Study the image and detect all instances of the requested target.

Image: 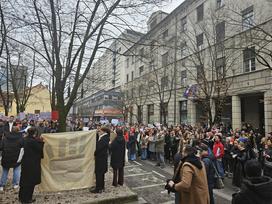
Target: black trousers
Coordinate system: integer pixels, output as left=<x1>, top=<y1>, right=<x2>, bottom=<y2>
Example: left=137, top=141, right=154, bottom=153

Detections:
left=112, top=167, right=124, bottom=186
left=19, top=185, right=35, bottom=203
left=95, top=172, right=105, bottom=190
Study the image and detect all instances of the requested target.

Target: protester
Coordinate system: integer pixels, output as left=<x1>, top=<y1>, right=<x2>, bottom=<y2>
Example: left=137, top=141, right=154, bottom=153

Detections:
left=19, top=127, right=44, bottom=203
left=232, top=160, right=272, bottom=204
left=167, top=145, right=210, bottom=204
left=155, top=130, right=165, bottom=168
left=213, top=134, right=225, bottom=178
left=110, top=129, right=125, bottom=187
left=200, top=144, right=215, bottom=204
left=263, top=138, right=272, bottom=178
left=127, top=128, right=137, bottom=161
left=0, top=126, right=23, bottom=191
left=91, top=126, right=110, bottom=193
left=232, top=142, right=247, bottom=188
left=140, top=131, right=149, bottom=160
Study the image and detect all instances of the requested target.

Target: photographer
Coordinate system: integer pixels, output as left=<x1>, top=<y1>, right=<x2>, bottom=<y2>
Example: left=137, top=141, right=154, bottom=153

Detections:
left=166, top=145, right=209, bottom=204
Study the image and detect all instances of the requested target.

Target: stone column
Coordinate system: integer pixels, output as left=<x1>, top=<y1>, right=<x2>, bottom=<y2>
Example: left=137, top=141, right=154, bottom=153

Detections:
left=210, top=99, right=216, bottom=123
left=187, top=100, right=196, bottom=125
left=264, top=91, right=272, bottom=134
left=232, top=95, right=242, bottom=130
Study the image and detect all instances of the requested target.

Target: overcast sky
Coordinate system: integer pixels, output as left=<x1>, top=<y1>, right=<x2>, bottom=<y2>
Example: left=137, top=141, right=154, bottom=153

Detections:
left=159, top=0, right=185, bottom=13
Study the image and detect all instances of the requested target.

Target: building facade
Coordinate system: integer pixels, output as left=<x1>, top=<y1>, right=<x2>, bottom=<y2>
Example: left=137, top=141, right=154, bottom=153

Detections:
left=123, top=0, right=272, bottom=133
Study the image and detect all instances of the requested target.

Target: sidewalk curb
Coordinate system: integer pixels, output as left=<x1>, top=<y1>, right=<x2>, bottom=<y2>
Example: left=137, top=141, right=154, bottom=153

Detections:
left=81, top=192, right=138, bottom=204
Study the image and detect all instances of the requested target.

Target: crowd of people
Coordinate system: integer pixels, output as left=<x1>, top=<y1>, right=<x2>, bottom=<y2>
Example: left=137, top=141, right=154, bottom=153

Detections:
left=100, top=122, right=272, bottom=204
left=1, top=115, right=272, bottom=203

----------------

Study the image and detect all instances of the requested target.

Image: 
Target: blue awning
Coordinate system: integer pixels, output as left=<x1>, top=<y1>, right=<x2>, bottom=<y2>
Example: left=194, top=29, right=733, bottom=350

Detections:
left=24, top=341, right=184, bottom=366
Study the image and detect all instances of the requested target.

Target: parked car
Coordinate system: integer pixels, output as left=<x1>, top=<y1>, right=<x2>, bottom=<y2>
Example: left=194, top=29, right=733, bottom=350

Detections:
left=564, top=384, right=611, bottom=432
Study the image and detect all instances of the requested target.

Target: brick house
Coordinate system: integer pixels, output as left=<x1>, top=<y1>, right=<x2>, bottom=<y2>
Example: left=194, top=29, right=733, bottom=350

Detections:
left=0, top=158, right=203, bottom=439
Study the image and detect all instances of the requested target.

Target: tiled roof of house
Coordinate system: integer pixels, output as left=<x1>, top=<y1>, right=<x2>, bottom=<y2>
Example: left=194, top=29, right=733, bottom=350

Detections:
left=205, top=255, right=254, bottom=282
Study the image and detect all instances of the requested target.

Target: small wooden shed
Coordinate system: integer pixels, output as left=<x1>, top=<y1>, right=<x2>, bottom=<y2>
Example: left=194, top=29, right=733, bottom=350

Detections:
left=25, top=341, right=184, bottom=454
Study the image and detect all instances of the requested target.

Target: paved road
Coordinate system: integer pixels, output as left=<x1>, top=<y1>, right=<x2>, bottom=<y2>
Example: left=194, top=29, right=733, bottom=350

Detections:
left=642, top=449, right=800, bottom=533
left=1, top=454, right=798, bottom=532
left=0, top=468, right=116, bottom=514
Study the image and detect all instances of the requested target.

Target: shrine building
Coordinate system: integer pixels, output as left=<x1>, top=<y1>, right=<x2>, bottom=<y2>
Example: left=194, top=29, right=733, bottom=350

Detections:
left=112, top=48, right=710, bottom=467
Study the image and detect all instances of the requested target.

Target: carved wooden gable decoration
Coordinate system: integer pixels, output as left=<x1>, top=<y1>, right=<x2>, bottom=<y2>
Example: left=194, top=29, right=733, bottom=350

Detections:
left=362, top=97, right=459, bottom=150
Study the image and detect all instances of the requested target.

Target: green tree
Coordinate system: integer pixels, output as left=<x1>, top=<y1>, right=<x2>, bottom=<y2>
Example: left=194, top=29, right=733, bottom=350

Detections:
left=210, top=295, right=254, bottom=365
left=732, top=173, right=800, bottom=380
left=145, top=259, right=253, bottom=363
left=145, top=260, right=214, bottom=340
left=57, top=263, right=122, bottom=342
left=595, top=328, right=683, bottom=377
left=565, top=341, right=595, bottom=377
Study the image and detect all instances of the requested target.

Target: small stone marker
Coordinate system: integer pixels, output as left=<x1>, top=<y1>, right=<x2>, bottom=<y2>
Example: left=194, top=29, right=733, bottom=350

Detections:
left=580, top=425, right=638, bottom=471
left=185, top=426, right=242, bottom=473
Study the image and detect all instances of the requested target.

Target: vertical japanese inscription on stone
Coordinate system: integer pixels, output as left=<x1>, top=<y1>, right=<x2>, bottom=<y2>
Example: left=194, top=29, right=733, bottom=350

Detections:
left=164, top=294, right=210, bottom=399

----------------

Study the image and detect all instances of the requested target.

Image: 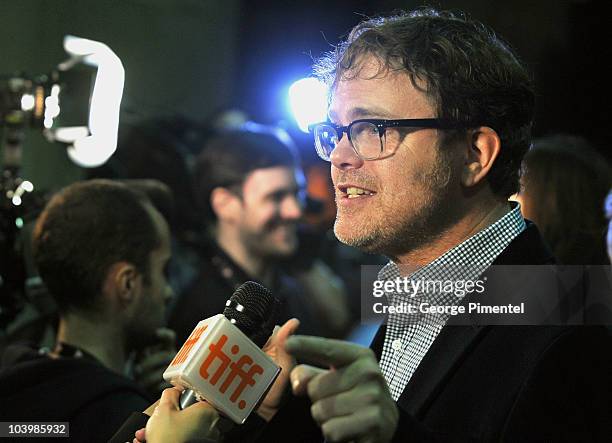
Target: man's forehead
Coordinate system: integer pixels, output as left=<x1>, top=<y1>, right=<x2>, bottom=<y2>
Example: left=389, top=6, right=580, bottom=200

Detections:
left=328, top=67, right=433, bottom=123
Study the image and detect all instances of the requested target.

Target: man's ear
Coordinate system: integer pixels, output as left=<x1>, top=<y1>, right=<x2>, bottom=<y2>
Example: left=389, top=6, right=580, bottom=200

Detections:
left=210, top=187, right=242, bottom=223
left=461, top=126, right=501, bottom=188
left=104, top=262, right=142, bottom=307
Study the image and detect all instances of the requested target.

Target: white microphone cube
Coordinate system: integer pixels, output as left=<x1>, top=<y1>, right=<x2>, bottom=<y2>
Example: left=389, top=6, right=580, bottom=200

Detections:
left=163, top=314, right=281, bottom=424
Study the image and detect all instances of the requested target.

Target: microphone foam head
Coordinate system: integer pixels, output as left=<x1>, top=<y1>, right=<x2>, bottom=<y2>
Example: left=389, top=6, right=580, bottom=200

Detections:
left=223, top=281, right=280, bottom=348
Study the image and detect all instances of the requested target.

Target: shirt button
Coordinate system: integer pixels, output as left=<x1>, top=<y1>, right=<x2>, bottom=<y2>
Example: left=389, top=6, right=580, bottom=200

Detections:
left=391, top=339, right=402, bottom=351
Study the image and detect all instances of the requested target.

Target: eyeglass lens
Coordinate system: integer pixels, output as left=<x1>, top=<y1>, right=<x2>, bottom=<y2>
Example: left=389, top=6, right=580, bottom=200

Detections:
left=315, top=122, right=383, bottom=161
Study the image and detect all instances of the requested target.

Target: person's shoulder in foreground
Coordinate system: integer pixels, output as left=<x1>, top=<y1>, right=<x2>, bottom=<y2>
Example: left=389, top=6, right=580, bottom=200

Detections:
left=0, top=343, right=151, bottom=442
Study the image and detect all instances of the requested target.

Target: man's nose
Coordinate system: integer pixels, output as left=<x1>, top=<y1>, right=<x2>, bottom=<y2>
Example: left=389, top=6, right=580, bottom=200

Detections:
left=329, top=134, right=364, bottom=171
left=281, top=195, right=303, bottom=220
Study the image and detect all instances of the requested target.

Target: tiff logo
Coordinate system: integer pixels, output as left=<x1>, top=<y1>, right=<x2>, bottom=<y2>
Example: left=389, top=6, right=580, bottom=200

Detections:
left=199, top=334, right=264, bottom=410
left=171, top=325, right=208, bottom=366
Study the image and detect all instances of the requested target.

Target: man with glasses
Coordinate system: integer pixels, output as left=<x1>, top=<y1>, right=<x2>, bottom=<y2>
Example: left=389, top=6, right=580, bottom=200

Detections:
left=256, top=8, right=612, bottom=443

----------------

**What you should do:**
Scan the material above for the string "house", and copy every line where it is found.

**Written solution:**
Target: brick house
Target: tiled roof of house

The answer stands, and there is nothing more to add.